= Requests =
1. From the news passage on radiation rumors and salt buying in China, copy the text between "China is located" and "on Friday afternoon.", inclusive.
2. Render this sentence from the news passage on radiation rumors and salt buying in China into Spanish: "Only 20 percent of the country's salt comes from the ocean and most salt on sale is rock salt, which is mined, according to China Salt."

Additionally, as of 9 a.m. on Friday, the air monitoring results from 41 cities across the country remained normal, according to the National Nuclear Safety Administration.

The forecast from an emergency response center in Beijing, which is affiliated with the World Meteorological Organization and the International Atomic Energy Agency, indicated that air currents would bring the Japanese contaminants east into the ocean.

Rumors also said that radiation had leaked into the sea from the nuclear power plant in Fukushima, Japan, thereby compromising the future safety of salt taken from the sea.

Only 20 percent of the country's salt comes from the ocean and most salt on sale is rock salt, which is mined, according to China Salt.

The seawater in China is not under immediate threat from radioactive leaks, according to the latest analysis from the National Marine Environmental Forecasting Center.

China is located to the west of Japan. The contaminants, which previously reached the waters off the northeast coast of Tokyo, had moved east to the Pacific Ocean with the currents, according to the statement.

Besides the timely and transparent release of the monitoring results, the country's media outlets also began to spread scientific knowledge about radiation, such as its definition and impact on people's health.

He Wensheng, an expert from Lanzhou University, said that the government and media showed a rapid and effective response in coping with the panic.

The wave of panic buying among Chinese consumers had started to retreat as fear dissipated, especially in some provinces and cities where the panic spread earlier such as Zhejiang, Anhui and Chongqing. China Salt also expressed gratitude for this rational approach in its microblog entry on Friday afternoon.

= Stored rows =
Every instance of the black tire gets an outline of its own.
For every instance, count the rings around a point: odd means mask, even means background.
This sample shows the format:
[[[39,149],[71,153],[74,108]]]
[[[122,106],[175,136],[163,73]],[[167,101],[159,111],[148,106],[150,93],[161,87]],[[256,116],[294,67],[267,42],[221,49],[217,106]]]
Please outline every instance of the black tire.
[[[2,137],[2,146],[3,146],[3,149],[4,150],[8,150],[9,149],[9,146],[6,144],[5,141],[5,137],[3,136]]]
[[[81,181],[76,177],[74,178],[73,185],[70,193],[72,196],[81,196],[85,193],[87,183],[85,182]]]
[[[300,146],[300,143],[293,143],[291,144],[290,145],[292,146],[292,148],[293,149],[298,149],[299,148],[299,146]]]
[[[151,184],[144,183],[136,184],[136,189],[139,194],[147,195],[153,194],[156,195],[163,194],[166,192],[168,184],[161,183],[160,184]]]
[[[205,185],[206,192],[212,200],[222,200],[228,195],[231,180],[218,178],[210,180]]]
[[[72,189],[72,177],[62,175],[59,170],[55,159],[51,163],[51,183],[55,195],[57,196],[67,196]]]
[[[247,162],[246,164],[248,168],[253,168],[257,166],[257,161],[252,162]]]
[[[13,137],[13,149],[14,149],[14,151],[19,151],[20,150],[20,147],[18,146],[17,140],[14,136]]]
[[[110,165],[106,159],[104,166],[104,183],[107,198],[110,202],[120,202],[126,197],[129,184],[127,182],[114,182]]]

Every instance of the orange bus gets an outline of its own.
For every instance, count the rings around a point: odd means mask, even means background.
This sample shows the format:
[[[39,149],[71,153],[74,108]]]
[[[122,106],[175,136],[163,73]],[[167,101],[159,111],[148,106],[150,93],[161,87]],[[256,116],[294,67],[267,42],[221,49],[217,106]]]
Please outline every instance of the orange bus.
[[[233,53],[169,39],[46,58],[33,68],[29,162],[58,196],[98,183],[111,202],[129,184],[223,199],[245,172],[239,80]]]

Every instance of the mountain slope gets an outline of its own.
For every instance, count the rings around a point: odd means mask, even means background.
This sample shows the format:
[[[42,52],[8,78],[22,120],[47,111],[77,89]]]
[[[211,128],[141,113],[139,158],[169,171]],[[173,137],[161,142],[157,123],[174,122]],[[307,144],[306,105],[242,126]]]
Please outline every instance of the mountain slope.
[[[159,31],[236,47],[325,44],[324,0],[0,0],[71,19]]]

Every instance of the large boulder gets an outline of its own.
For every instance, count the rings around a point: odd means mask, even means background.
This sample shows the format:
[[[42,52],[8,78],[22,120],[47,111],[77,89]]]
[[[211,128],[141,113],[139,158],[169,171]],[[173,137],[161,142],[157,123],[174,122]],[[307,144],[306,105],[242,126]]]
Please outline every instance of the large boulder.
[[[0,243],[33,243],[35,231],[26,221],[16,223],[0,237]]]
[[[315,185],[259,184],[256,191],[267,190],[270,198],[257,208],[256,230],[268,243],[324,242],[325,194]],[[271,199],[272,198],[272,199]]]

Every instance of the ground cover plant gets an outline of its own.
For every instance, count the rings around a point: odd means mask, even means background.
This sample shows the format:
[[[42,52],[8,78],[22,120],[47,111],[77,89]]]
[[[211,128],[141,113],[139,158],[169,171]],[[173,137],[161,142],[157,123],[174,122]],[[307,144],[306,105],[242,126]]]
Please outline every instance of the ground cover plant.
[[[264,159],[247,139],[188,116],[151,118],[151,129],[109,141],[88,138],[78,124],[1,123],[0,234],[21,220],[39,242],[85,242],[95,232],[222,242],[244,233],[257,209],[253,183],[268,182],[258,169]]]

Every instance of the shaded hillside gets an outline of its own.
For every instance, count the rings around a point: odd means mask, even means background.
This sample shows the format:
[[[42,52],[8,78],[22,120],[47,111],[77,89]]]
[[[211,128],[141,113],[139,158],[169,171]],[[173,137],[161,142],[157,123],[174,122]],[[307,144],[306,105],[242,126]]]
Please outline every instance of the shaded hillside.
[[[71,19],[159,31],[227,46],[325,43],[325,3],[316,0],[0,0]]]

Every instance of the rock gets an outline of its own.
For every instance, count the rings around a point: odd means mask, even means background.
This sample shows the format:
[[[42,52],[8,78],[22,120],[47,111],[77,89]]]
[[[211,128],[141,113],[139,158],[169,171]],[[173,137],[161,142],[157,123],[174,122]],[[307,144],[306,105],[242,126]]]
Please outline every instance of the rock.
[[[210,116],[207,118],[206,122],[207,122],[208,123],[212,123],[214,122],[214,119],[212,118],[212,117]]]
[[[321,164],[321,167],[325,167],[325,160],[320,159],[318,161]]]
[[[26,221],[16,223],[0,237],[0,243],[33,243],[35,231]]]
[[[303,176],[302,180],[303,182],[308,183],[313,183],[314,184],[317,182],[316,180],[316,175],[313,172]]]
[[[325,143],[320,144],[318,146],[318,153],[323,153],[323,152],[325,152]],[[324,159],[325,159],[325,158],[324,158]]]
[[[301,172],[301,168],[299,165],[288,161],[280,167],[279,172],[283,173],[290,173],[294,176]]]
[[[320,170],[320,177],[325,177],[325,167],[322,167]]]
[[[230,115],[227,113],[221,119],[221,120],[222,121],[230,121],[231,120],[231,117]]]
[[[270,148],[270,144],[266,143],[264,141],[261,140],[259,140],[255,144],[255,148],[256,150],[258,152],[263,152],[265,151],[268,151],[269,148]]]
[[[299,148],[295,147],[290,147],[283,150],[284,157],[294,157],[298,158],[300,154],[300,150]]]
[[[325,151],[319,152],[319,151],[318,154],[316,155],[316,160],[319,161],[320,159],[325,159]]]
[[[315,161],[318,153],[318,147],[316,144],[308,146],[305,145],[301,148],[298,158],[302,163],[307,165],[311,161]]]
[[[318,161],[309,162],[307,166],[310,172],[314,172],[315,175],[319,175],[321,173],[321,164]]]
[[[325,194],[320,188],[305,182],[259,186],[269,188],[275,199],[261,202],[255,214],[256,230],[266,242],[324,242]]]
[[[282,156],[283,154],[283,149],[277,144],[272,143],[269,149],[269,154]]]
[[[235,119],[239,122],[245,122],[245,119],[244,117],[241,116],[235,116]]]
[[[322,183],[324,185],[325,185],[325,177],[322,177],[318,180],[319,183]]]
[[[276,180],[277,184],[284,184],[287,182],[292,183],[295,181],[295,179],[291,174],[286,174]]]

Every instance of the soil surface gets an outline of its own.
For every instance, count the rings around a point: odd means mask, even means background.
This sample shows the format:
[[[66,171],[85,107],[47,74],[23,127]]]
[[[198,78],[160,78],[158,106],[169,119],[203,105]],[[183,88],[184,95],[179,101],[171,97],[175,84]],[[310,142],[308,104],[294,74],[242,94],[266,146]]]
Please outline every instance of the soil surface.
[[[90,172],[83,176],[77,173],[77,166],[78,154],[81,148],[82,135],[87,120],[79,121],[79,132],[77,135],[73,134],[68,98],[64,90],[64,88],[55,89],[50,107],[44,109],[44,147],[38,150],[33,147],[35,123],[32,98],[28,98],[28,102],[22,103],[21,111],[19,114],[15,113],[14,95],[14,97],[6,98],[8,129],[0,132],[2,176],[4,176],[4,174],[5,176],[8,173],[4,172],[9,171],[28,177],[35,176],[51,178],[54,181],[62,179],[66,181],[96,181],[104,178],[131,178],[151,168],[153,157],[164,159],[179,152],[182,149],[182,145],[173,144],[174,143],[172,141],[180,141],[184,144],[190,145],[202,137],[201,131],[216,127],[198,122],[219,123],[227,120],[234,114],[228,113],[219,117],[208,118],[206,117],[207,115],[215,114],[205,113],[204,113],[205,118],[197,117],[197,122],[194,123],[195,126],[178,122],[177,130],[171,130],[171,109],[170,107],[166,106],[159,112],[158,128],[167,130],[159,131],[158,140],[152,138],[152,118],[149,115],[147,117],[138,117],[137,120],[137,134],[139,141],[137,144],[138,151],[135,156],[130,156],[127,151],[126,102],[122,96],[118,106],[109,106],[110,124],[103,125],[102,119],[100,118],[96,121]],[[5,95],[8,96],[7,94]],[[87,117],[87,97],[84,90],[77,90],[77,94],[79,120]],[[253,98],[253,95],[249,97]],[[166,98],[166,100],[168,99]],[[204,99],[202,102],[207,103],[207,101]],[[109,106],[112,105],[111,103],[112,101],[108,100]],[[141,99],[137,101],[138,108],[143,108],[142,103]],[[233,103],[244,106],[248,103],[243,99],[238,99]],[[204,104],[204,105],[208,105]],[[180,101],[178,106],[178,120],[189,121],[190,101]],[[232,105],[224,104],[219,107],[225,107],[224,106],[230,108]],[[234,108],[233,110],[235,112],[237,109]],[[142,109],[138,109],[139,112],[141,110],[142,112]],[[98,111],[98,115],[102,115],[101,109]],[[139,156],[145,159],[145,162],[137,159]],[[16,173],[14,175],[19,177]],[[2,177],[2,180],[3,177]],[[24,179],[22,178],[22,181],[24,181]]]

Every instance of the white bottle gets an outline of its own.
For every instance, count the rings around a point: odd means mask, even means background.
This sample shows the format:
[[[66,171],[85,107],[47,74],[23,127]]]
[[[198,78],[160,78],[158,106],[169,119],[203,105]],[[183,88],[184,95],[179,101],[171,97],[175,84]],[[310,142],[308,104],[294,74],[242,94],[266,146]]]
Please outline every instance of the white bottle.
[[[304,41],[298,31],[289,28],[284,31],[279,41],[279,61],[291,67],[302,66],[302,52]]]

= Task-by-task outputs =
1.
China is located to the west of Japan. The contaminants, which previously reached the waters off the northeast coast of Tokyo, had moved east to the Pacific Ocean with the currents, according to the statement.

Besides the timely and transparent release of the monitoring results, the country's media outlets also began to spread scientific knowledge about radiation, such as its definition and impact on people's health.

He Wensheng, an expert from Lanzhou University, said that the government and media showed a rapid and effective response in coping with the panic.

The wave of panic buying among Chinese consumers had started to retreat as fear dissipated, especially in some provinces and cities where the panic spread earlier such as Zhejiang, Anhui and Chongqing. China Salt also expressed gratitude for this rational approach in its microblog entry on Friday afternoon.

2. Solo el 20 por ciento de la sal del país proviene del océano y la mayor parte de la sal a la venta es sal de roca, que se extrae de minas, según China Salt.